TASK BRIEF => An exact transcription of all the entries is needed; pictures stay out.

DATA IN THIS EXERCISE START

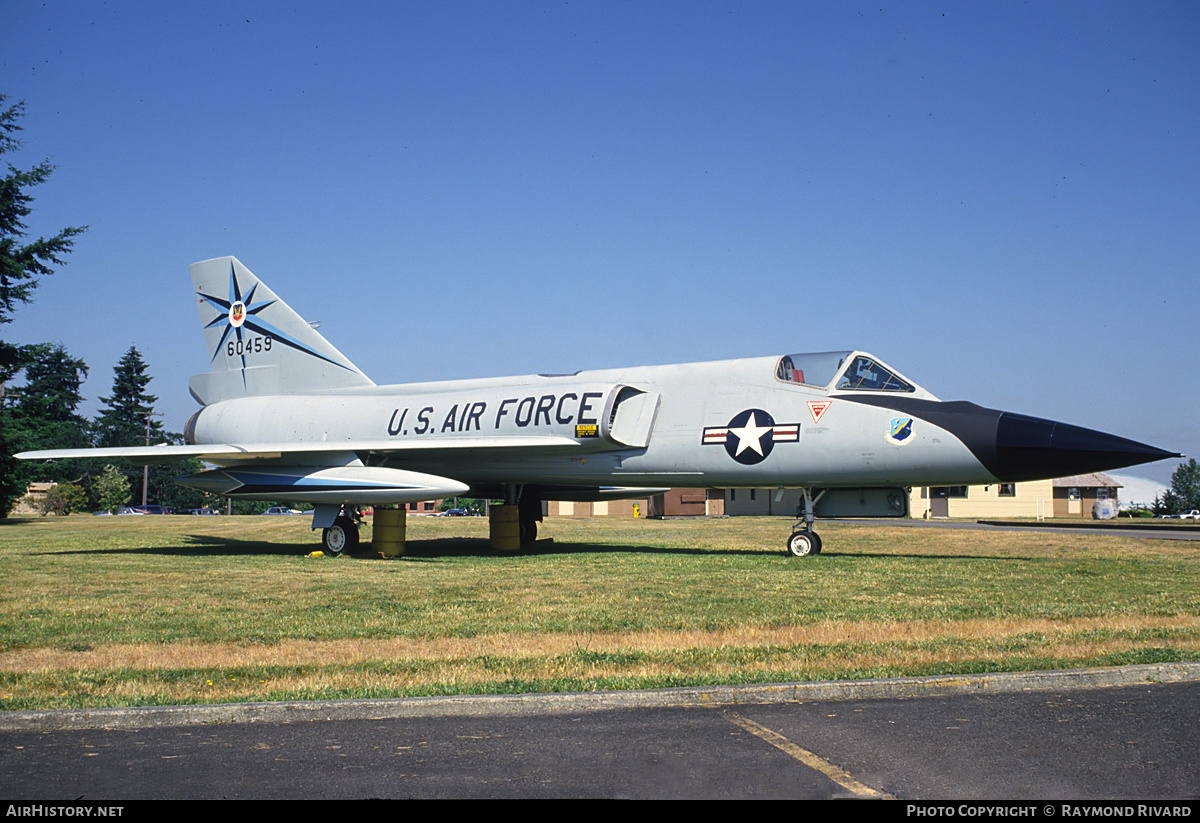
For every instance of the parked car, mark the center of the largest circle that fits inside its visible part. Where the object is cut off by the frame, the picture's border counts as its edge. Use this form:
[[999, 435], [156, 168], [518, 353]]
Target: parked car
[[1186, 516]]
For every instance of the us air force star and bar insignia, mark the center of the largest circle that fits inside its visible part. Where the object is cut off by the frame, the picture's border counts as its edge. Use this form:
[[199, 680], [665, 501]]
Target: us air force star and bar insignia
[[751, 436]]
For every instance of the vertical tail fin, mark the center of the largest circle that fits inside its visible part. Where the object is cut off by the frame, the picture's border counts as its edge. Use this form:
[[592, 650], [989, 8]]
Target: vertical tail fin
[[257, 343]]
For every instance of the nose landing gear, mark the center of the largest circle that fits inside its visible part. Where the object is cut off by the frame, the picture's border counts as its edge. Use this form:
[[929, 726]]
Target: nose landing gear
[[804, 541]]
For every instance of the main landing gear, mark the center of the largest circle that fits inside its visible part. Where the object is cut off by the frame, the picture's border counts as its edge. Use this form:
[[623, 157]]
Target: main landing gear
[[342, 535], [804, 541]]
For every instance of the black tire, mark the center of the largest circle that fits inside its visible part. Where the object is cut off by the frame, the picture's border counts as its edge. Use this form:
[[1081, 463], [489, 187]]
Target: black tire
[[341, 536], [803, 544]]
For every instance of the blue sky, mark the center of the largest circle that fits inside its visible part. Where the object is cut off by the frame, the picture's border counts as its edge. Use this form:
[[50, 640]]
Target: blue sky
[[1000, 199]]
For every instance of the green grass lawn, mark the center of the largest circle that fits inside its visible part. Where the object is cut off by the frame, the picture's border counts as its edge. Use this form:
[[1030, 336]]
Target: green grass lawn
[[126, 611]]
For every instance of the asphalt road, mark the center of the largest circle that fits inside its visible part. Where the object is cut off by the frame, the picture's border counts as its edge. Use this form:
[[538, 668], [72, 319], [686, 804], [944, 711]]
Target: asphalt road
[[988, 737]]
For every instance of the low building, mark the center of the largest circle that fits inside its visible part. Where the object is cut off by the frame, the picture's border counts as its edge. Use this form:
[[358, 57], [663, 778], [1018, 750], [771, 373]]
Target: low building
[[1075, 497]]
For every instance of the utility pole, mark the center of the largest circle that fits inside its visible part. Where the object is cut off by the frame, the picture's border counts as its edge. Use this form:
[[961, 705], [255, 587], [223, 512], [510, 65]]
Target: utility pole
[[145, 469]]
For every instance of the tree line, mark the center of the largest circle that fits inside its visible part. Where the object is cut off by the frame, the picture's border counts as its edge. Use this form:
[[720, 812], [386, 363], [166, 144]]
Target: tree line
[[40, 383]]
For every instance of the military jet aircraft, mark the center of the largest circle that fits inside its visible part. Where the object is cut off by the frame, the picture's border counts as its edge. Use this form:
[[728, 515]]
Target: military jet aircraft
[[286, 416]]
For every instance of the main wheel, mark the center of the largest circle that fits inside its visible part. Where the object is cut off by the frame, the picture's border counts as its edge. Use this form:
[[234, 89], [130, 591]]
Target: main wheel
[[341, 536], [803, 544]]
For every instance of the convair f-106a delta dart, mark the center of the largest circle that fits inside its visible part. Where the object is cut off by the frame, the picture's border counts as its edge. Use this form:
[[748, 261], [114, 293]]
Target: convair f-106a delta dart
[[286, 416]]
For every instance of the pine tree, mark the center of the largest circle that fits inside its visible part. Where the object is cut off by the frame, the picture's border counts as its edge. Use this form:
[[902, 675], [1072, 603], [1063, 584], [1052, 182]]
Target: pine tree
[[21, 265], [124, 419]]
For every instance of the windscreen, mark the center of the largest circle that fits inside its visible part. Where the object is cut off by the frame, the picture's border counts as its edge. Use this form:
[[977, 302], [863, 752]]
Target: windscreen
[[815, 368], [867, 373]]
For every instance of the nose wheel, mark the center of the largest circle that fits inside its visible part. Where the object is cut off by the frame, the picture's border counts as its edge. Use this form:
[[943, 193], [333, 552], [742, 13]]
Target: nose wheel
[[803, 540]]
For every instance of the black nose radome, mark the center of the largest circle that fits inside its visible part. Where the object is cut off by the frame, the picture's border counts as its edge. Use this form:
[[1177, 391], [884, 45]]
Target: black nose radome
[[1031, 448], [1015, 448]]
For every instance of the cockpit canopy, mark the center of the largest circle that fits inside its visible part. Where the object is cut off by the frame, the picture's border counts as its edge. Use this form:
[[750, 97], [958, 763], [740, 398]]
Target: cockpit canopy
[[844, 371]]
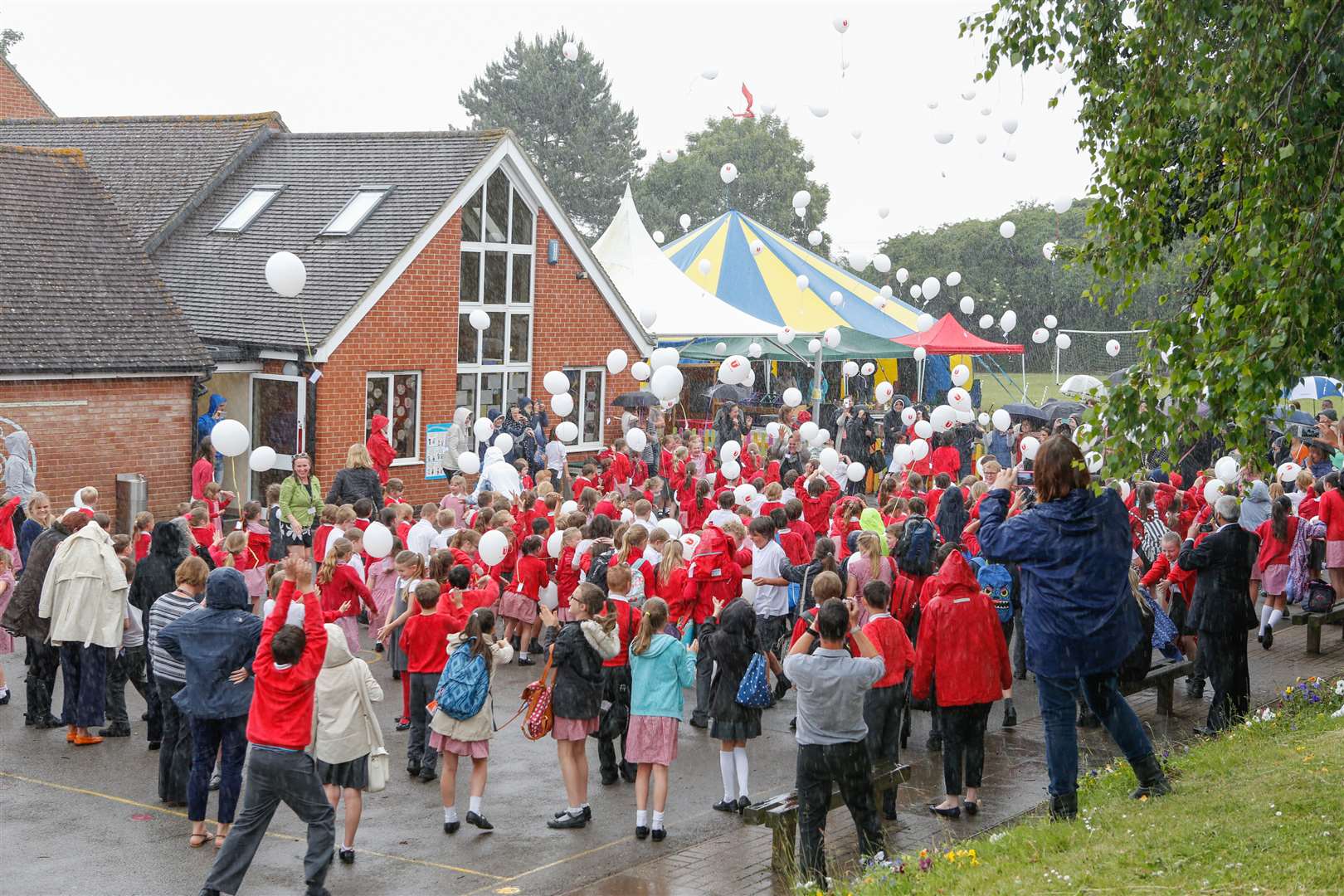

DATA IN THIS EXERCISE END

WRITTEN SOLUTION =>
For every instance of the parked car, mark the center of the largest circle that fits inside its visible part. Where the object is cut off by the frame, the picture's border counts as its edge. Use this form:
[[999, 435], [156, 168], [518, 353]]
Target: parked car
[[1186, 516]]
For every instance of the us air force star and bar insignia, mark the center of the largest circle that fits inside its visible part. Where the object is cut off by the frame, the picture's border counts as its edge. Use this form:
[[199, 680], [665, 501]]
Target: us air force star and bar insignia
[[751, 436]]
For every instance of the vertical tail fin, mark the center of the largest circle that fits inside its visible part. Where the object is cut off by the frame, the picture's border counts as its edge. Use this form:
[[592, 650], [989, 8]]
Target: vertical tail fin
[[257, 343]]
For every instance of the nose landing gear, mark the center of the largest circle that fits inside its visible part. Where the object is cut off by the frame, the picture's border counts as its edge. Use this form:
[[929, 726]]
Target: nose landing gear
[[804, 541]]
For every instance of the main landing gear, mark the center of the largest circle that fits inside its visible part. Where the object is cut off by the frame, the picture's border counts as its edge. Use this form:
[[623, 157]]
Target: main landing gear
[[342, 535], [804, 541]]
For every instance of the black tire, mark the center of the largest circle that fits inside its visible part. Where the object is cut off by the frame, the picture's border counts as its edge. Use this form:
[[1081, 463], [489, 187]]
Target: black tire
[[341, 536], [803, 544]]
For every instance of the blue sky, mark the center of the largest circle that fits inside its visible part. Where the object is cut off by the frame, the picture's border counts as its edge. Use this form:
[[50, 640]]
Target: blue sky
[[1000, 199]]
For every instance of the green grass lawn, mark the center of the largest circle that fits inside its visible part. Where the object is cut off by the frame, the picture's border counts as its edge. Use this form:
[[1030, 336]]
Target: green grass lawn
[[126, 611]]
For every instance of the asphalt road, mark the center of the largest circle that fits inside its visible part. Where the object is cut off by the frame, the picture's border counts as its edge. Use this form:
[[538, 668], [72, 319], [686, 804], [944, 711]]
Target: asphalt road
[[988, 737]]
For every instance of the low building, mark the center of the largest circle that fits inside its visible part. Where the object is cut off by the frame, the picture's border counts as its edge. Use this form:
[[358, 57], [663, 778], [1018, 750], [771, 373]]
Target: low building
[[1075, 497]]
For every instance of the utility pole, mark the center of the largest circle that fits inside its visible part. Where the object is cut off by the frame, the picture's border counts as its edge. Use this form:
[[961, 705], [255, 587], [223, 512], [510, 65]]
Target: utility pole
[[145, 469]]
For every instance of the tree line, mark the center of the largest circle that fits inside its visible part. Where the object is cut off by the frame, the picture's border counts as its edge. Use this form:
[[720, 812], [386, 363], [166, 144]]
Target: tree line
[[40, 383]]
For every instance of the military jet aircraft, mark the center of the largest circle that fits inside its visible part. Where the object is cut off by the frame, the picture's border counts as its edge. Use this form:
[[728, 515]]
Target: military jet aircraft
[[286, 416]]
For every instance of the main wheel, mark the center of the largest circle that fits inside its visible part. Where the object is cut off by the frame, the picture's border counts as its edge. Use this form:
[[234, 89], [130, 591]]
Target: main wheel
[[341, 536], [803, 544]]
For every instance of the convair f-106a delta dart, mark the center of the largest circle that fits inside its visible part. Where the object is cut off by the frame, the picture's border counts as its edge. Use this form:
[[748, 261], [114, 293]]
Target: convair f-106a delta dart
[[286, 416]]
For every instance of the pine tree, mark the center of the largest circle that fits inside its visible part. Where the object is cut off by the frame, the picture's border counts as its edge. Use this form:
[[902, 675], [1072, 603], [1063, 584], [1052, 182]]
Target: pine tree
[[21, 265], [124, 419]]
For every instance of the windscreen, mark the center of the largest circle that fits inside its visible part. Where the object is cut off by the frame, the picture's border counts as its edge. Use this form:
[[977, 302], [863, 752]]
Target: windscreen
[[815, 368], [867, 373]]
For every instance of the nose wheel, mark the center of the largest circle that fits inside its visible part. Where the object is cut off by the frame, the picture's border counts as its edge. Use this form:
[[943, 193], [333, 552], [742, 13]]
Target: nose wheel
[[803, 540]]
For every instance of the black nose radome, mark the center of the largest circle that fits inside its visible part. Where the object is cut off by the frame, the picture's border counts as its edge. Use this form:
[[1177, 391], [884, 45]]
Target: black nose radome
[[1031, 448], [1015, 448]]
For every instance of the cockpit canopy, mark the center of the largest circle that fits inside its visible part. Where the object is cut off by the frame, the picture's border counts as its edge. Use this form:
[[750, 97], [958, 763], [740, 398]]
Target: cockpit canopy
[[844, 371]]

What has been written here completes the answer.